Return the records below verbatim, every line in order, with nothing changed.

Data records
▼

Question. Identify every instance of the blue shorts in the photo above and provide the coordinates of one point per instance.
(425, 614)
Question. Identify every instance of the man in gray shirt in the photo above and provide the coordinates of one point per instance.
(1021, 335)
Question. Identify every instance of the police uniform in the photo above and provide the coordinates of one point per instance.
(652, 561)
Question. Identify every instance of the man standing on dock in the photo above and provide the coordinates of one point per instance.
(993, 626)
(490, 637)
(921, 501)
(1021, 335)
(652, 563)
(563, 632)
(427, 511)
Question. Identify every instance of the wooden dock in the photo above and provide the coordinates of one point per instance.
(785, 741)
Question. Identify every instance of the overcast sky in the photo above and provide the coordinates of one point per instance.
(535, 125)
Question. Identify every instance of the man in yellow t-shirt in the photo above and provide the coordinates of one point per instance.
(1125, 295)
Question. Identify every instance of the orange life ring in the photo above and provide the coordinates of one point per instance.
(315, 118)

▲

● **Reply**:
Question. Identify every instance of the blue shorts in the photo above and provide the coordinates of one point per instance.
(425, 614)
Question. Identify every instance of the man in gray shirt in the photo above and provide the coordinates of one point per instance.
(1021, 335)
Question. Identify every instance of the police uniform in the photo above and provide the coordinates of one point per instance.
(652, 561)
Question. Identify every instance of the man standing on dock in the photo above and provide the coordinates of one point per instance.
(993, 626)
(490, 637)
(921, 501)
(1021, 335)
(652, 563)
(563, 632)
(427, 511)
Question. Identify every instance of the wooden dock in the photo above and provide the coordinates of one point per instance.
(785, 741)
Question. Identify every instance of the overcast sky in the photo above and provide the coordinates of one point per instance.
(535, 125)
Question. Identify every instance of the man in yellow t-shirt in the photo above and provide the coordinates of one point per instance.
(1125, 295)
Question. Identify every instance of the orange life ring in the photo above and provide the coordinates of one point per instance.
(315, 118)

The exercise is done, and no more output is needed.